→ **ENUNCIADO DA TAREFA 1**
Segundo o texto de leitura, a que equivale, aos olhos da sociedade, o desprezo revelado pela frase citada?

→ **TEXTO DE LEITURA**
★ ★ ★
QUANDO COLOCAM A CULPA NA VÍTIMA.
Por Abdon Marinho.
UMA das sentenças mais infamantes que conhecemos, na minha opinião, é aquela que diz: “se o estupro é inevitável, relaxa e goza”.
Ao meu sentir tal frase revela todo o desprezo pela condição da vítima da violência sexual, seja ela mulher ou homem; ela, como dizer, “coisifica” sentimentos ou trata-os como se não existissem; carrega com um total desprezo os traumas decorrentes da violência como a humilhar ainda mais a vítima; uma espécie de segundo estupro aos olhos da sociedade.
Apesar da crueza da sentença referida, ela sempre foi vista como “oposição” a outro sentimento igualmente violento e disseminado, aquele de que a vítima deveria resistir ao estupro e defender a honra com a própria vida ou suicidar-se longo em seguida como prova de que não conivente ou cúmplice da violência sofrida.
★ ★ ★
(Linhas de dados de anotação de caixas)
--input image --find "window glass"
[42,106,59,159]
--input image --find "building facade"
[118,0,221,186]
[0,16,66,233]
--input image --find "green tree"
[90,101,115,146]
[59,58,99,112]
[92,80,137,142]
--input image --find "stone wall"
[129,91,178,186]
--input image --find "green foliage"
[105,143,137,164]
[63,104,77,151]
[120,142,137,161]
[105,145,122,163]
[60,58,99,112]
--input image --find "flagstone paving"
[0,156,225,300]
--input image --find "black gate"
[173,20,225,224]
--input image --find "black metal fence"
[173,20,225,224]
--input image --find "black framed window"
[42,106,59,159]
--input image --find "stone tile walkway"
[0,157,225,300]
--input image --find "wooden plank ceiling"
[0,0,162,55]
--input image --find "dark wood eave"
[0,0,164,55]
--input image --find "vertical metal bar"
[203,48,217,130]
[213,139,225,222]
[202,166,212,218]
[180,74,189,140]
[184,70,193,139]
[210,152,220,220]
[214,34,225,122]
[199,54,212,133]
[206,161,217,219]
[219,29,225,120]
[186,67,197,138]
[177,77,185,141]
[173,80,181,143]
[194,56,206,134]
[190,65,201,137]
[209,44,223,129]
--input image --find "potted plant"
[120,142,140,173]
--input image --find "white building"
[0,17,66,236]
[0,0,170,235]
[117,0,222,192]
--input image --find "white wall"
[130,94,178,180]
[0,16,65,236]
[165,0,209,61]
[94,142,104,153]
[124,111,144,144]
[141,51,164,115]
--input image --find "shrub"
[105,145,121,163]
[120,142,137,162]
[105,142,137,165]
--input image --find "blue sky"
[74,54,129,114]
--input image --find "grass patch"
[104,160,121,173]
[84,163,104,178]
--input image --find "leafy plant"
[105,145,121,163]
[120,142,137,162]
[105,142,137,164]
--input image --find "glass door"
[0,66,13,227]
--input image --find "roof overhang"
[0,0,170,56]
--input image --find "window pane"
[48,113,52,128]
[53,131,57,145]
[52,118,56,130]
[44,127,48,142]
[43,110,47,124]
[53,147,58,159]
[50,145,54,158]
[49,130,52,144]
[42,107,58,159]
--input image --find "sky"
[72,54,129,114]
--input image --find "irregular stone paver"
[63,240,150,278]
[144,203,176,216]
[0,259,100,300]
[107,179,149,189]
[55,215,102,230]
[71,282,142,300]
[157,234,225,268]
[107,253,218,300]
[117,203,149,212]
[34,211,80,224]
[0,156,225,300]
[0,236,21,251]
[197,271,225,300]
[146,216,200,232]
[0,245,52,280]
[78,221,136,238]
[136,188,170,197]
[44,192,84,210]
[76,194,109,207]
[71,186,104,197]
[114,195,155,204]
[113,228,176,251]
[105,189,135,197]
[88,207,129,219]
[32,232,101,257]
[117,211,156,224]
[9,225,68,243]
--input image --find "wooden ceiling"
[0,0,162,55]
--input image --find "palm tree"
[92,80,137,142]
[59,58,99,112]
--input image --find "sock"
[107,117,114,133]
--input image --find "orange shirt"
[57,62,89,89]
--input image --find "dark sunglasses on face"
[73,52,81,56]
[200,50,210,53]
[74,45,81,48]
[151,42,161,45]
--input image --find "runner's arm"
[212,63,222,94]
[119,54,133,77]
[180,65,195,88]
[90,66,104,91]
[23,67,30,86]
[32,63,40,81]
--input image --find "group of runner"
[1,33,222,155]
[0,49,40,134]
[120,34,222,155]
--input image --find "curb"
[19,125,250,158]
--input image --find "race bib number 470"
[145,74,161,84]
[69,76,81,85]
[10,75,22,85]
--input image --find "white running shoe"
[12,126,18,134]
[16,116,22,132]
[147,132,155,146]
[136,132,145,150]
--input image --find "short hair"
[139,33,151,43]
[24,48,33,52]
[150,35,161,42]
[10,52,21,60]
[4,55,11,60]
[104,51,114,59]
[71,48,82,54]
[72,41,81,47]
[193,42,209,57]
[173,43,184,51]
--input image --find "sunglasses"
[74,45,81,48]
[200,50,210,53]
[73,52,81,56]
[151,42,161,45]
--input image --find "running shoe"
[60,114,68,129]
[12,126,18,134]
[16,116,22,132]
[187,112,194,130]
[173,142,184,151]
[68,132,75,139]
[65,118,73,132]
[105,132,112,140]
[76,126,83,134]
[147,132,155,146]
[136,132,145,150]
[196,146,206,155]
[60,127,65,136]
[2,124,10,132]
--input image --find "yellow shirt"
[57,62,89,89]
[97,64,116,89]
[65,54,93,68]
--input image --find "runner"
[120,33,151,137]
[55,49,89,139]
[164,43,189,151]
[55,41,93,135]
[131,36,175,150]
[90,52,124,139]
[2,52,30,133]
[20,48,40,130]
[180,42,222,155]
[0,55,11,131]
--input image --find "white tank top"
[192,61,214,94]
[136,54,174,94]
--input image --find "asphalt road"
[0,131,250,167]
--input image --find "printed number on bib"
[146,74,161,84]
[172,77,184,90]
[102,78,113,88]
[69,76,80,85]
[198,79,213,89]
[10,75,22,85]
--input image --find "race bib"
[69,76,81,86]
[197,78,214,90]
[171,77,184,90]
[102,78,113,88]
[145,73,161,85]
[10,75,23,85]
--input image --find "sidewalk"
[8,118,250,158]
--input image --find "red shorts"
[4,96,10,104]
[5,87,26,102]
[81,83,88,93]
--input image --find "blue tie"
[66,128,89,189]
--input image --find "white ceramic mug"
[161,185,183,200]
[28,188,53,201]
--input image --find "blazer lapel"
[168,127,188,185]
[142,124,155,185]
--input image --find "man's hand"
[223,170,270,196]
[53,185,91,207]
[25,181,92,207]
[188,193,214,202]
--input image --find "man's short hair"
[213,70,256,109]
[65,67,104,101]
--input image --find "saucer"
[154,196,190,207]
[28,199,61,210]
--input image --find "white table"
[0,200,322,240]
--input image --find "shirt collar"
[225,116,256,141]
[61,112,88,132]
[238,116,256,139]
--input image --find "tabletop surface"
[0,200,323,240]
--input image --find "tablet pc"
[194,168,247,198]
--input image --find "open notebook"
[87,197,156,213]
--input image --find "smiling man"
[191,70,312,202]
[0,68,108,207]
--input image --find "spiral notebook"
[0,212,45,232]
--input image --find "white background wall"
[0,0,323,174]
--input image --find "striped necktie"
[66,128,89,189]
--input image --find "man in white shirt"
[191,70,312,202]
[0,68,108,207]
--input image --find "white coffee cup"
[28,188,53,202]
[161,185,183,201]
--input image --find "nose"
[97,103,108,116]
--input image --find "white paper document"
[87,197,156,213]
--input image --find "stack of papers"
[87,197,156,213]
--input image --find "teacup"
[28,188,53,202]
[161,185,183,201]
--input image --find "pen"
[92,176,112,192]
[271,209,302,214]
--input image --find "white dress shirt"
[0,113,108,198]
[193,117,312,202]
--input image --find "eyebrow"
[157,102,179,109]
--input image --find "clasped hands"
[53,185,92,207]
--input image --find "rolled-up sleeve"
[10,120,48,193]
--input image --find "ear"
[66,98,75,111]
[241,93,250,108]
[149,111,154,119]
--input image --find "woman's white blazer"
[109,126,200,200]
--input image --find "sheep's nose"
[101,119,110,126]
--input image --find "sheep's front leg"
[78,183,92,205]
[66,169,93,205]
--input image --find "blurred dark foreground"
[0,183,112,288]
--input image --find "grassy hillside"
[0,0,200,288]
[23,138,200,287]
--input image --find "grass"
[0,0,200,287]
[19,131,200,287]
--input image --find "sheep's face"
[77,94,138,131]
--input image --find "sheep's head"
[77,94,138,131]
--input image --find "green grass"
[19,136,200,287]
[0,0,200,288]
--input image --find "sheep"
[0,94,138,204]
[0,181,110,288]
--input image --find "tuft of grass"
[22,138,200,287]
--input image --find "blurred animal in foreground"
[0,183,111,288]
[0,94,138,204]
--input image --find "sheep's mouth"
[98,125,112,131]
★ ★ ★
→ **ENUNCIADO DA TAREFA 2**
Extraia das entradas cada linha que contenha a palavra "blurred".

→ **RESPOSTA DA TAREFA 1**
A uma espécie de segundo estupro.

→ **RESPOSTA DA TAREFA 2**
--input image --find "blurred dark foreground"
--input image --find "blurred animal in foreground"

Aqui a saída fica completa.